# A feasible and efficient method of fast global travel?

What would be an efficient method of global travel that can take you from, let's say, London to Hong Kong in about an hour? It would preferably be made quickly, but money is no object. I don't want something that would take 100 years to build.

• Comments are not for extended discussion; this conversation has been moved to chat. – Monty Wild Nov 28 '19 at 12:34

Your only real option here is an Evacuated Tube transport system.

Atmospheric drag is the biggest hurdle to traveling the distance you want (9,617 km) in an hour.

So simply connect the two cities with a large diameter tube and pump all the atmosphere out of it. Then magnetically levitate and accelerate cars inside the tube. With no friction and no drag your options for accelerating the cars are only limited by your power supply and materials.

This is probably achievable with today's tech, but it would be stupendously expensive and a project of major international cooperation.

Edit:

Rockets can accomplish this, but scaling it for commercial transport will be a nightmare. Factoring in fuel costs, maintenance for material fatigue from constant atmospheric re-entry, and the insurance premiums for launching passengers strapped into millions of pounds of fuel will be astronomical.

A quick calculation for a constant acceleration Evacuated Tube transit system shows that a comfortable ~3m/s^2 acceleration is required to accomplish this requirement. The cart would accelerate for half an hour, then decelerate for the last half at that rate. Energy can actually be recovered during the "slowing down" phase.

You could play with the timing by adjusting the passenger's acceleration tolerance, say spend X minutes at 1g of acceleration to get up to speed.

• Note that 1G, perpendicular to Earth's gravity, is fairly tame, amounting to a net of only √2 ≈ 1.4G. Just don't forget to rotate your seats when you reverse acceleration. – Matthew Nov 12 '19 at 19:32
• I wonder how much of an issue continental drift would pose on such a project... – Trotski94 Nov 13 '19 at 13:46
• @Trotski94 Less of an issue than thermal expansion and contraction do for traditional infrastructure. Having a structure that expands slightly over time is a well-studied problem. It would be slightly novel in that it doesn't contract, but it's still only expanding a finite amount over the lifetime of the building. – Cadence Nov 13 '19 at 14:14
• @Cadence There are existing bridges that cross fault lines and sea floor expansion lines that handle this -- one in Charleston, SC and one in Japan, that I know of. The Japanese one stretches several inches a year. – Zeiss Ikon Nov 13 '19 at 14:48
• Concerns over drift are real, same with major concerns over the impact of earthquakes or really any geological disturbance. The tube would have to be built on supports capable of dampening any vibrations. You'd also need emergency shutdown systems that can safely decelerate the cars in the event of a tube breach / pressure increase and also safeguard against attacks / sabotage. Those are all logistical issues that can be overcome though. – abestrange Nov 13 '19 at 17:57

Simulacrum.

In London, you enter a virtual reality booth. When you open your eyes you are looking out of the eyes and hearing through the ears of a comely android with approximately your build and facial features, dressed for the season. Wearing your android body, you step out into Hong Kong.

ITEMS:

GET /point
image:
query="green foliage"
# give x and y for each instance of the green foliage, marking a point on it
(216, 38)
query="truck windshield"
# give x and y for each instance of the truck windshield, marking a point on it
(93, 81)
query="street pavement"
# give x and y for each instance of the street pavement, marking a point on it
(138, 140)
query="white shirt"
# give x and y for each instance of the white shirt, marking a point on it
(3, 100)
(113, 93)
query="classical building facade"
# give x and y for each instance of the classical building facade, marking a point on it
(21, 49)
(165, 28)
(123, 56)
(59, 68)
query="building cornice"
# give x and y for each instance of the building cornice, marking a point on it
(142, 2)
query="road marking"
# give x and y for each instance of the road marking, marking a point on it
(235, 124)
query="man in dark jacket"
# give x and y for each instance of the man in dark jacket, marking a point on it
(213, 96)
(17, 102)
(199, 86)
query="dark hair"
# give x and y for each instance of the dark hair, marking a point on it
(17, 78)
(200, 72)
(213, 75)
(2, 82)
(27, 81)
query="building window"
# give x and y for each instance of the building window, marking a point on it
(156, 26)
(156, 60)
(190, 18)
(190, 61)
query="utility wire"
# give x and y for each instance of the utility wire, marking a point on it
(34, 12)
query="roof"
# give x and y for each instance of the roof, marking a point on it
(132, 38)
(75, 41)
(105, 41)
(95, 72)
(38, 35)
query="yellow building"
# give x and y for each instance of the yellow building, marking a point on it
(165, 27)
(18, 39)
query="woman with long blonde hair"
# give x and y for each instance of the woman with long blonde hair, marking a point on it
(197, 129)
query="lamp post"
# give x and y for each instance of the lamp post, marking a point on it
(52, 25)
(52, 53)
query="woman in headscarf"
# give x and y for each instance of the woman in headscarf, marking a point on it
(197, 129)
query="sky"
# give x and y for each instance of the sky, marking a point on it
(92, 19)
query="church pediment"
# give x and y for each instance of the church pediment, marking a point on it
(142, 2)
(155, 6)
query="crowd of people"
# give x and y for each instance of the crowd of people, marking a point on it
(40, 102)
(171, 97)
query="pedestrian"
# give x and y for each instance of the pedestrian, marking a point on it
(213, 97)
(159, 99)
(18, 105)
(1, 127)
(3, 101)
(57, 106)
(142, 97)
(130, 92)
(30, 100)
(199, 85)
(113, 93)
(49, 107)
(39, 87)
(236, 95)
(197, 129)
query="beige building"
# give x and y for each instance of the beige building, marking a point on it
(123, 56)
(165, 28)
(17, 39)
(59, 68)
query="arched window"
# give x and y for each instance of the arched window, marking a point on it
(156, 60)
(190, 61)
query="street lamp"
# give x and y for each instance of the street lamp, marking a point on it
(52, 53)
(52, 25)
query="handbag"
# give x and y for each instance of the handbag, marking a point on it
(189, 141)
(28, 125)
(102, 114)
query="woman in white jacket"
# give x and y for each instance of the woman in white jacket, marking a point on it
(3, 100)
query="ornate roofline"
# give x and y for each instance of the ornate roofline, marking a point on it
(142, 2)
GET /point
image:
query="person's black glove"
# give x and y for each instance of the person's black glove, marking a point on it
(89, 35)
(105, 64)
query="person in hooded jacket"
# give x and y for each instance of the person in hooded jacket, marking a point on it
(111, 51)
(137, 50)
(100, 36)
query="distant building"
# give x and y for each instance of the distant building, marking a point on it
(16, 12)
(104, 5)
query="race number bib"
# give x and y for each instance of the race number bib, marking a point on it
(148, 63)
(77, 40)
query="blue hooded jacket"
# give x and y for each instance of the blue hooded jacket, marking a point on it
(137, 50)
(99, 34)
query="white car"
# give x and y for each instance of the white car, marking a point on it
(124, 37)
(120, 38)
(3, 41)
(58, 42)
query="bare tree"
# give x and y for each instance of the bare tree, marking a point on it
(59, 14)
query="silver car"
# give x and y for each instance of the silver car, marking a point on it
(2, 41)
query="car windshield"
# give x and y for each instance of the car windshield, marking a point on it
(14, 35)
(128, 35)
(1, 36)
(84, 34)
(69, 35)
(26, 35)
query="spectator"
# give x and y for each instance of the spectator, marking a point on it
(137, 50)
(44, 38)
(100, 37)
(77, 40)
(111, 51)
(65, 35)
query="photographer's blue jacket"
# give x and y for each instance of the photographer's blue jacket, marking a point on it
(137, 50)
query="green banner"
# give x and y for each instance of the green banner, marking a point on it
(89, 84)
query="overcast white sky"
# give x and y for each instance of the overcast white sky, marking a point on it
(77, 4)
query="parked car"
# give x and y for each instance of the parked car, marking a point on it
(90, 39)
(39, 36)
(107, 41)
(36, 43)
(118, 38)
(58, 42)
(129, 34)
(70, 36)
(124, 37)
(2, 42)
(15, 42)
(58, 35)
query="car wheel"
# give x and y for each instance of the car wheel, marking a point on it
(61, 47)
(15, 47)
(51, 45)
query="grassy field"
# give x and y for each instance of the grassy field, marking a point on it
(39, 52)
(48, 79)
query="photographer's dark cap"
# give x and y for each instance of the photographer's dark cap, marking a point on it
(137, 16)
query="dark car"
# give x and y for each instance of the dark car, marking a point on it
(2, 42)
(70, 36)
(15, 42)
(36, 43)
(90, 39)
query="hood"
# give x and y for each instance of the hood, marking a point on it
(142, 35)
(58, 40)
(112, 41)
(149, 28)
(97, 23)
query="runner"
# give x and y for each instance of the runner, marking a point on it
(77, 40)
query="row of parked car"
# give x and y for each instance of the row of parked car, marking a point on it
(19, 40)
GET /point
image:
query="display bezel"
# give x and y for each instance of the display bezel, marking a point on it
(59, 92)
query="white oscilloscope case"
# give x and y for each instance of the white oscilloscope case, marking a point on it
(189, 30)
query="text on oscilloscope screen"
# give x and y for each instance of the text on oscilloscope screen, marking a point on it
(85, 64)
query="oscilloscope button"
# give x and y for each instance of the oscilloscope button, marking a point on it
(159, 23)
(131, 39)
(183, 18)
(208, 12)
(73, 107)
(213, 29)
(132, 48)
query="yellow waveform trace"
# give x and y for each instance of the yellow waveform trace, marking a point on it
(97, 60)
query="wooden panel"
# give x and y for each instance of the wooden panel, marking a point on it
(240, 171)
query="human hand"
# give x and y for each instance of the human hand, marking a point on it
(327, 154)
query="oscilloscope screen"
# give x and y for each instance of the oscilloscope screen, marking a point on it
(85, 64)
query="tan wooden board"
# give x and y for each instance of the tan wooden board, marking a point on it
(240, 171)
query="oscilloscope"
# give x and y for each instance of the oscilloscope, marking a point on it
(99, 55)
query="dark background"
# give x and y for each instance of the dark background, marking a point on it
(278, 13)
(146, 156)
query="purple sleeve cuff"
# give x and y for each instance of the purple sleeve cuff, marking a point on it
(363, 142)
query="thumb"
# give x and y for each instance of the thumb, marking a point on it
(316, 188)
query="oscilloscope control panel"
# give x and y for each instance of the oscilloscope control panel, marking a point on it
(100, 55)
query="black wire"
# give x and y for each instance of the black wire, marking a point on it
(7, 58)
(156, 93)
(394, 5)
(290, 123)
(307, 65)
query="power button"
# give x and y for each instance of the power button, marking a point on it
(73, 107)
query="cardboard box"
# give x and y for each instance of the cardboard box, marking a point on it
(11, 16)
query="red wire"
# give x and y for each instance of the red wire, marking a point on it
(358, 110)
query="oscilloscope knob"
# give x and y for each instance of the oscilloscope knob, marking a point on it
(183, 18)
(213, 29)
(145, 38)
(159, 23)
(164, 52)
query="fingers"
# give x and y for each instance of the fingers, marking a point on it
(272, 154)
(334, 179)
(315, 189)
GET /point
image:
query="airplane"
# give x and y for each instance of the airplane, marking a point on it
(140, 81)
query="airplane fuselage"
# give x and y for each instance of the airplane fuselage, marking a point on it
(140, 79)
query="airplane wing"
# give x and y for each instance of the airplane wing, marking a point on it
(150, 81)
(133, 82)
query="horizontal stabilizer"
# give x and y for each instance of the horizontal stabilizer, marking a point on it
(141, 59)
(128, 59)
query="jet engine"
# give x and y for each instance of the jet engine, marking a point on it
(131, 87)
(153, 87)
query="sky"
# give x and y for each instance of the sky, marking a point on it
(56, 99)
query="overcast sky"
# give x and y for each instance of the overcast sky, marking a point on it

WHAT THIS EXERCISE ASKS:
- 1) From the fast global travel text, output the passage that begins at the words "# A feasible" and stops after the words "in an hour.".
- 2) In the fast global travel text, turn the paragraph beginning "Rockets can accomplish this" into a short bulleted list that keeps its main facts.
Rely only on the fast global travel text, not on the listing.

SOLVED TASKS:
- 1)
# A feasible and efficient method of fast global travel?

What would be an efficient method of global travel that can take you from, let's say, London to Hong Kong in about an hour? It would preferably be made quickly, but money is no object. I don't want something that would take 100 years to build.

• Comments are not for extended discussion; this conversation has been moved to chat. – Monty Wild Nov 28 '19 at 12:34

Your only real option here is an Evacuated Tube transport system.

Atmospheric drag is the biggest hurdle to traveling the distance you want (9,617 km) in an hour.

- 2)
- Rockets could make the trip, but scaling them up for commercial transport would be a nightmare.
- The costs would be astronomical once you factor in:
  - fuel
  - maintenance for material fatigue caused by constant atmospheric re-entry
  - insurance premiums for launching passengers strapped into millions of pounds of fuel